What needs to be done: Turn the records starting at the line containing "detect the sunlight" and ending at the line containing "(0, 478), (381, 800)" into a two-column CSV headed instruction and boxes, with one row per record holding its text and its answer. Put each value in one quoted field, with line breaks replaced by spaces.

▼▼▼

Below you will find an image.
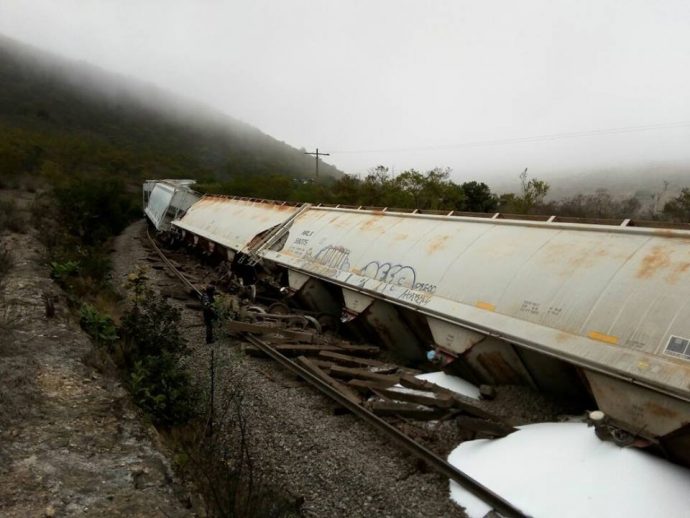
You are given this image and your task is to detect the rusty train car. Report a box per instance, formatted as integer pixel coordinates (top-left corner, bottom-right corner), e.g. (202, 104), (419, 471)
(142, 183), (690, 465)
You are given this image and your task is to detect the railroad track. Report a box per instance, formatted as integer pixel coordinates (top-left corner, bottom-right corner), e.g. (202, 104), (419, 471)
(146, 229), (527, 518)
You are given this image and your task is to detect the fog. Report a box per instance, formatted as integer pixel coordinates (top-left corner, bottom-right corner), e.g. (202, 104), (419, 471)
(0, 0), (690, 181)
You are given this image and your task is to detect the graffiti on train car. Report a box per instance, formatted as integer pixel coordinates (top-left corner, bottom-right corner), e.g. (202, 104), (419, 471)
(398, 289), (431, 306)
(304, 245), (350, 271)
(312, 245), (350, 271)
(361, 261), (417, 288)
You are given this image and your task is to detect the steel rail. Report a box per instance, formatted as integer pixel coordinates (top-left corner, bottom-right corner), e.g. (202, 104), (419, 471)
(244, 334), (528, 518)
(146, 227), (202, 298)
(146, 229), (528, 518)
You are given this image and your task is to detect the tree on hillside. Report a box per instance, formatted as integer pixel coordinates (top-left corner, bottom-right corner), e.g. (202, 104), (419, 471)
(664, 188), (690, 223)
(501, 168), (550, 214)
(460, 181), (498, 212)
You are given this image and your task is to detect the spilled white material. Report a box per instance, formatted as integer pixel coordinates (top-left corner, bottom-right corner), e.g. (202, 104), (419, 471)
(448, 423), (690, 518)
(415, 372), (479, 399)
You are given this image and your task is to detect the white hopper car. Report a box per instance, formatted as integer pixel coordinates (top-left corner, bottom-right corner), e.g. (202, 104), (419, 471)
(145, 183), (690, 465)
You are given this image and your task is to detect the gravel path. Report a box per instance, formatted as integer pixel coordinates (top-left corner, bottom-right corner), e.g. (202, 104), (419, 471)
(113, 222), (465, 517)
(0, 198), (191, 517)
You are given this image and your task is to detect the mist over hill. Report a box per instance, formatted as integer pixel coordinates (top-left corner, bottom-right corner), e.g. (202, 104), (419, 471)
(0, 36), (342, 183)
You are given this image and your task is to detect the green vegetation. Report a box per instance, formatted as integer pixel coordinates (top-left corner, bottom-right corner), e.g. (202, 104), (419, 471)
(0, 200), (26, 233)
(664, 188), (690, 223)
(120, 271), (196, 426)
(0, 33), (340, 186)
(79, 304), (118, 348)
(196, 166), (498, 212)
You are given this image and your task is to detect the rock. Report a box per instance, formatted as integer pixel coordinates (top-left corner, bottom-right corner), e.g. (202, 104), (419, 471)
(479, 385), (496, 401)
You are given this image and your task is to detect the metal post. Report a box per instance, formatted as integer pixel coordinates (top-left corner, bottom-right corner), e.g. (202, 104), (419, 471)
(208, 346), (216, 436)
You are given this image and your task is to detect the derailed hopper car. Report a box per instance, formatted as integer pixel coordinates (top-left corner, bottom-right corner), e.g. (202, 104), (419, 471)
(142, 180), (201, 232)
(156, 186), (690, 464)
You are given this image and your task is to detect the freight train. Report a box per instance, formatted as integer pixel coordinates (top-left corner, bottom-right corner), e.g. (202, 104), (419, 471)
(144, 181), (690, 465)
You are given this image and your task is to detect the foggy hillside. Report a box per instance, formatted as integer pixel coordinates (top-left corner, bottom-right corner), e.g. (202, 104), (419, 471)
(0, 36), (341, 178)
(492, 163), (690, 205)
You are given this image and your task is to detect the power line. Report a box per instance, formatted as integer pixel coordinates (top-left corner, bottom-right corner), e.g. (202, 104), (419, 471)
(326, 121), (690, 154)
(304, 148), (331, 180)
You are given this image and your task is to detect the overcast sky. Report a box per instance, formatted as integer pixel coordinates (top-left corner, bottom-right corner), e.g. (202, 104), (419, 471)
(0, 0), (690, 184)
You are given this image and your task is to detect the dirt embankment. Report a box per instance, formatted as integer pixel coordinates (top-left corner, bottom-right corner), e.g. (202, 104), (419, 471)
(0, 195), (192, 517)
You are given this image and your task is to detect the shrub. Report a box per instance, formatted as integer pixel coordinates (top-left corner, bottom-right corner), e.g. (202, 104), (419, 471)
(79, 304), (118, 345)
(0, 200), (26, 233)
(50, 260), (79, 288)
(120, 270), (196, 426)
(0, 248), (14, 280)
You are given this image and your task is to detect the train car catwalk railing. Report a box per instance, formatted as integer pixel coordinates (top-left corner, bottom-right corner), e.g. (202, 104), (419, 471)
(147, 231), (528, 518)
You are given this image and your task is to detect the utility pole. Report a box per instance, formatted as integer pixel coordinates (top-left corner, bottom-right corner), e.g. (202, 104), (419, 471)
(304, 148), (331, 180)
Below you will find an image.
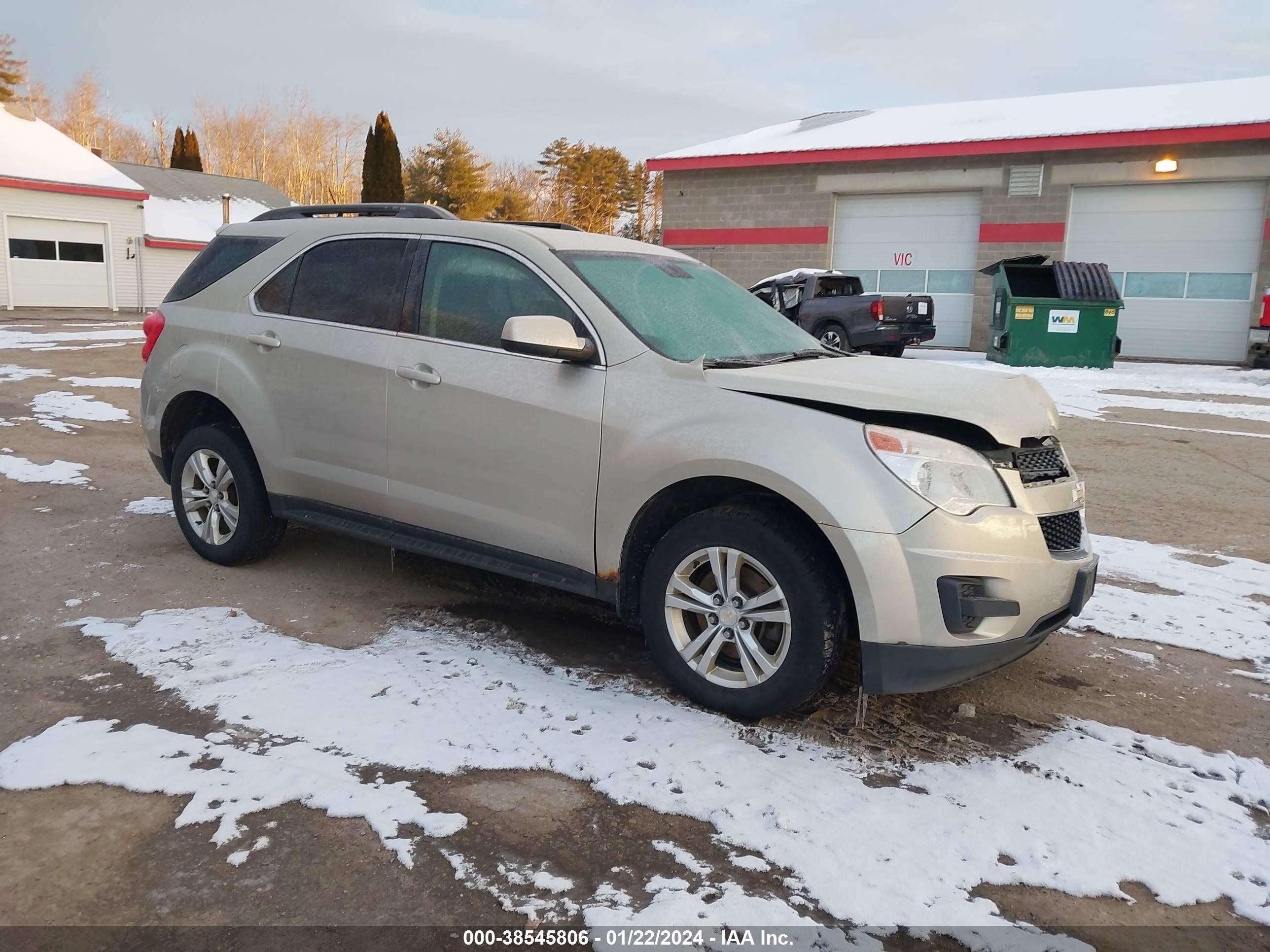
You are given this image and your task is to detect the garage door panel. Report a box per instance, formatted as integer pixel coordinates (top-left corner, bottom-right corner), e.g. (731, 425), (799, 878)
(0, 216), (110, 307)
(1065, 181), (1266, 362)
(832, 192), (982, 346)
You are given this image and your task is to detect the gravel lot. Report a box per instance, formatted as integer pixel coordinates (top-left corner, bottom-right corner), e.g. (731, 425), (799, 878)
(0, 312), (1270, 950)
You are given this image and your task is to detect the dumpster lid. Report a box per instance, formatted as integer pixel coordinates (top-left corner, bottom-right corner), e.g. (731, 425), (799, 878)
(979, 255), (1049, 274)
(1054, 262), (1120, 301)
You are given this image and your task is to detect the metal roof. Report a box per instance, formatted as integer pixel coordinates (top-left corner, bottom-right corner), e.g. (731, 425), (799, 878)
(649, 76), (1270, 169)
(110, 163), (291, 208)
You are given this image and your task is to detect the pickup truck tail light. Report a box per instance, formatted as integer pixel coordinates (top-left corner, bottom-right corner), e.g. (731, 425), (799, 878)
(141, 311), (166, 361)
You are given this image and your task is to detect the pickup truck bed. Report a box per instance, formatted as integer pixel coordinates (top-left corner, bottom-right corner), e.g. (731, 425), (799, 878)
(749, 269), (935, 357)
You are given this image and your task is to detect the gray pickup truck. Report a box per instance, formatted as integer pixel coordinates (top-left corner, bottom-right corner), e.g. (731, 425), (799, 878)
(749, 268), (935, 357)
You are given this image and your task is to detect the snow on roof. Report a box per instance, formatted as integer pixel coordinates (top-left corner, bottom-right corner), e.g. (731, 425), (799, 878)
(655, 76), (1270, 160)
(142, 196), (272, 244)
(0, 103), (143, 192)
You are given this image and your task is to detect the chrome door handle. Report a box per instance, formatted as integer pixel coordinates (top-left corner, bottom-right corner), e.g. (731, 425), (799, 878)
(396, 363), (441, 387)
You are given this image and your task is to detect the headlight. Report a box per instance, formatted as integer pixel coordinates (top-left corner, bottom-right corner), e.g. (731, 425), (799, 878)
(865, 425), (1014, 515)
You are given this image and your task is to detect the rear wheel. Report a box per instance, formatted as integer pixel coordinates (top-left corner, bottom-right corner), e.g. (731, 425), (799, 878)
(640, 507), (846, 718)
(815, 321), (847, 350)
(172, 424), (287, 565)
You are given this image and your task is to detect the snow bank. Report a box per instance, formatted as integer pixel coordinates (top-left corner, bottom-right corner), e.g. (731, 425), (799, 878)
(0, 608), (1270, 928)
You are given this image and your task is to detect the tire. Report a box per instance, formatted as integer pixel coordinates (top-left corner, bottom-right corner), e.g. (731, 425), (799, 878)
(172, 423), (287, 565)
(815, 321), (851, 350)
(640, 505), (847, 720)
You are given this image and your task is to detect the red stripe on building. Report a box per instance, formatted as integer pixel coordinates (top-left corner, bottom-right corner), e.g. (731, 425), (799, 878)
(662, 225), (829, 247)
(979, 221), (1067, 241)
(0, 176), (150, 202)
(146, 235), (207, 251)
(646, 122), (1270, 171)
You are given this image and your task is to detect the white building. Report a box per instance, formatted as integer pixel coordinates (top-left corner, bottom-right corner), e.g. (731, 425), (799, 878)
(0, 103), (289, 311)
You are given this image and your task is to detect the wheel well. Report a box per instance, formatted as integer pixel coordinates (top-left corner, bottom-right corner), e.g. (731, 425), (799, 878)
(617, 476), (855, 631)
(159, 390), (243, 481)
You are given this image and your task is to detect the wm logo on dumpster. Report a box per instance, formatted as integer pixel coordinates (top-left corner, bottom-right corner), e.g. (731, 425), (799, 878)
(1045, 310), (1081, 334)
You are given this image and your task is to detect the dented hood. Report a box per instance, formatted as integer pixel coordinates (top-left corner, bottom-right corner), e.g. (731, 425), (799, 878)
(705, 355), (1058, 447)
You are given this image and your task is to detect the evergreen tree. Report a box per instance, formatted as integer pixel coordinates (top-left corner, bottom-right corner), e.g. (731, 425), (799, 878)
(168, 126), (185, 169)
(0, 33), (27, 103)
(405, 130), (502, 220)
(183, 130), (203, 171)
(362, 113), (405, 202)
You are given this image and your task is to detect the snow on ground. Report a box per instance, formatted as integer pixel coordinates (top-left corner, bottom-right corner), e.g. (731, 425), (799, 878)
(0, 363), (53, 383)
(0, 608), (1270, 926)
(123, 496), (176, 516)
(909, 348), (1270, 432)
(1068, 536), (1270, 672)
(0, 453), (91, 486)
(143, 196), (278, 241)
(0, 325), (145, 350)
(31, 390), (128, 433)
(58, 377), (141, 390)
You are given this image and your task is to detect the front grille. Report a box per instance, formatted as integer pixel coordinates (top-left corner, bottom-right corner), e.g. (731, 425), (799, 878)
(1040, 509), (1082, 552)
(1015, 445), (1071, 486)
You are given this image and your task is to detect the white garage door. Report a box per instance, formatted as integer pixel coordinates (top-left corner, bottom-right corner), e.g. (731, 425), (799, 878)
(6, 214), (110, 307)
(832, 192), (981, 346)
(1065, 181), (1266, 362)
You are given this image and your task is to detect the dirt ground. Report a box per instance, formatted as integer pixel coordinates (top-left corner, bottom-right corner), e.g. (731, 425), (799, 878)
(0, 312), (1270, 948)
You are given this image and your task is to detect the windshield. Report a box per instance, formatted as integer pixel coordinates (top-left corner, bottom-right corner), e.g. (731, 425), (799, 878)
(558, 251), (819, 362)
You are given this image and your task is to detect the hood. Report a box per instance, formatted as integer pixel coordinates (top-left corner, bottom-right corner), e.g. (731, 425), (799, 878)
(705, 355), (1058, 447)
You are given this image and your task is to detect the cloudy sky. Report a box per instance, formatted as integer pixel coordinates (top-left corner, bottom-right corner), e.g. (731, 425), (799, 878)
(10, 0), (1270, 160)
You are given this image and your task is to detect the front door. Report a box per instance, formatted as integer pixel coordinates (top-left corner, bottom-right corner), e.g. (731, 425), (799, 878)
(388, 241), (604, 573)
(229, 236), (417, 516)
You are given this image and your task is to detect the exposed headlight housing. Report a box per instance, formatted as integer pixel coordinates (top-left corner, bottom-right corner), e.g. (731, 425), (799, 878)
(865, 425), (1014, 515)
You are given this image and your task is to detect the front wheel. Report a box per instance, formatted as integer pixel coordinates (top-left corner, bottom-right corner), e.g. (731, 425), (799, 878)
(815, 321), (849, 350)
(640, 507), (847, 718)
(172, 424), (287, 565)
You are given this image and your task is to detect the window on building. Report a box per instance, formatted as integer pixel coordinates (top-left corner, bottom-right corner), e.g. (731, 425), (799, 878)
(878, 268), (926, 295)
(1186, 272), (1252, 301)
(1124, 272), (1186, 297)
(419, 241), (575, 348)
(57, 241), (106, 262)
(9, 238), (57, 262)
(926, 271), (974, 295)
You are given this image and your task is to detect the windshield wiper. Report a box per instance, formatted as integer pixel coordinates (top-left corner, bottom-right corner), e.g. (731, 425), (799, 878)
(704, 346), (846, 367)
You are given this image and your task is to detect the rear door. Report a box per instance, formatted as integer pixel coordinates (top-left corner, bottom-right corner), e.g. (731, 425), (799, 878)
(229, 235), (418, 516)
(388, 240), (604, 574)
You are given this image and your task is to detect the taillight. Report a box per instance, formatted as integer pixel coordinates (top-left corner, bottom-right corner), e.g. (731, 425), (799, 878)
(141, 311), (164, 361)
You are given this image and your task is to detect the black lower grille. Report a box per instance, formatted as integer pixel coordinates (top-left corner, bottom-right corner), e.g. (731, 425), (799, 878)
(1015, 447), (1071, 486)
(1040, 509), (1083, 552)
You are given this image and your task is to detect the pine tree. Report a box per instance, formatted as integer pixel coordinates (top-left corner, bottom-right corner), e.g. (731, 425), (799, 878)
(405, 130), (500, 220)
(362, 113), (405, 202)
(0, 33), (27, 103)
(183, 130), (203, 171)
(168, 126), (185, 169)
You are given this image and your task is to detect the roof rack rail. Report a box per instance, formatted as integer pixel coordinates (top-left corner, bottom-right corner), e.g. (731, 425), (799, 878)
(503, 221), (583, 231)
(251, 202), (459, 221)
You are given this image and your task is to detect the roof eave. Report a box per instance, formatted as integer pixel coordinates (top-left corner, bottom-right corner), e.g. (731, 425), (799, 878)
(646, 122), (1270, 171)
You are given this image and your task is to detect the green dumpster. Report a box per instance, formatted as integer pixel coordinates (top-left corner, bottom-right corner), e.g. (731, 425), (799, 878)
(982, 255), (1124, 368)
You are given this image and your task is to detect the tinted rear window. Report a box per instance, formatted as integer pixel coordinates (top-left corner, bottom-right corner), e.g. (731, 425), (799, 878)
(164, 235), (282, 301)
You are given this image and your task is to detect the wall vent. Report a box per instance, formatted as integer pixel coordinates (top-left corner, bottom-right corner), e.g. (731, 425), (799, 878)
(1010, 165), (1045, 197)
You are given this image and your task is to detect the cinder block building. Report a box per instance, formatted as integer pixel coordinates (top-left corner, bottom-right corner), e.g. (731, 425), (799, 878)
(649, 76), (1270, 363)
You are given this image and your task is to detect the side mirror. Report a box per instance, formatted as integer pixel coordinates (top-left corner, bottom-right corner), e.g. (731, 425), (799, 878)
(503, 313), (596, 363)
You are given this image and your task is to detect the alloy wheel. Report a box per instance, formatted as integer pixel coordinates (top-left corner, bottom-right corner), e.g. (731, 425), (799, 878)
(666, 546), (791, 688)
(180, 449), (239, 546)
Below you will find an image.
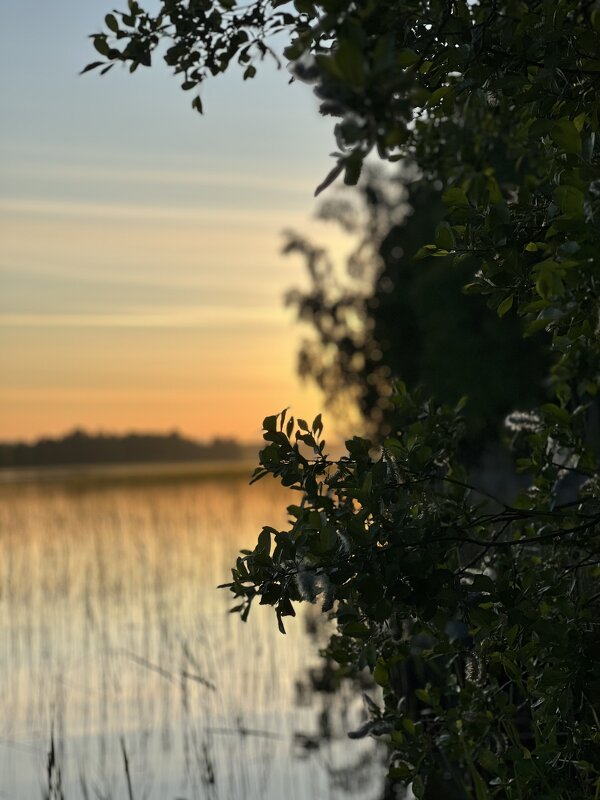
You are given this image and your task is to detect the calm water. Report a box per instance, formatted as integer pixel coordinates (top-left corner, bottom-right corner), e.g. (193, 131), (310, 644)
(0, 468), (381, 800)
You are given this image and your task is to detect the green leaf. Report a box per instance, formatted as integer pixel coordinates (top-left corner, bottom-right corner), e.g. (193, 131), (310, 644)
(263, 414), (279, 431)
(104, 14), (119, 33)
(550, 119), (581, 156)
(396, 50), (420, 68)
(442, 186), (469, 208)
(552, 186), (585, 219)
(333, 39), (365, 88)
(435, 221), (456, 251)
(315, 161), (344, 197)
(342, 621), (371, 639)
(496, 294), (514, 317)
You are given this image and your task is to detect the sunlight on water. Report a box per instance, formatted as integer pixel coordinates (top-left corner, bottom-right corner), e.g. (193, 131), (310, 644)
(0, 478), (381, 800)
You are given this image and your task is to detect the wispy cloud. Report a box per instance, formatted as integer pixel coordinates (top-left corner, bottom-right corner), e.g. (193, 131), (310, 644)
(0, 197), (302, 225)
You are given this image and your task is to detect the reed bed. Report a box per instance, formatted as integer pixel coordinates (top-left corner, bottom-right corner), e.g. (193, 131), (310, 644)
(0, 475), (381, 800)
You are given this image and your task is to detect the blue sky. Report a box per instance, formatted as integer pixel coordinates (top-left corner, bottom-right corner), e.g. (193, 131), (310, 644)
(0, 0), (344, 440)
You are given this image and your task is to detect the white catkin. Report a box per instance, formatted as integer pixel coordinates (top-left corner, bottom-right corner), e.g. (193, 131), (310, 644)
(504, 411), (542, 433)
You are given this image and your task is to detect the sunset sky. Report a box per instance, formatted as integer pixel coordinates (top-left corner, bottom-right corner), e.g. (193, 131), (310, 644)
(0, 0), (346, 441)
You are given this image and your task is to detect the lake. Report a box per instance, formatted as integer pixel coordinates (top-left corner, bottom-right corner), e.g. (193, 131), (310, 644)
(0, 467), (384, 800)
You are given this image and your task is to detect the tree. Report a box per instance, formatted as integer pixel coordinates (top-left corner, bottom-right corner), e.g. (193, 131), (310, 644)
(284, 166), (548, 446)
(89, 0), (600, 800)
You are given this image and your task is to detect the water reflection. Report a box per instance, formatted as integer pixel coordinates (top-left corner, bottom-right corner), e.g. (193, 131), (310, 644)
(0, 477), (381, 800)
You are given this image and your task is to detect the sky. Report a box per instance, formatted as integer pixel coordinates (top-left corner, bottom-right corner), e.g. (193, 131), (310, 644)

▲▲▲

Exercise answer:
instruction,boxes
"You are given this image and your task is to detect the sunlight on water. Report a box per instance, formatted as integer pixel coordinates (top-left corner, bottom-right corner), e.g. (193, 131), (310, 644)","(0, 478), (381, 800)"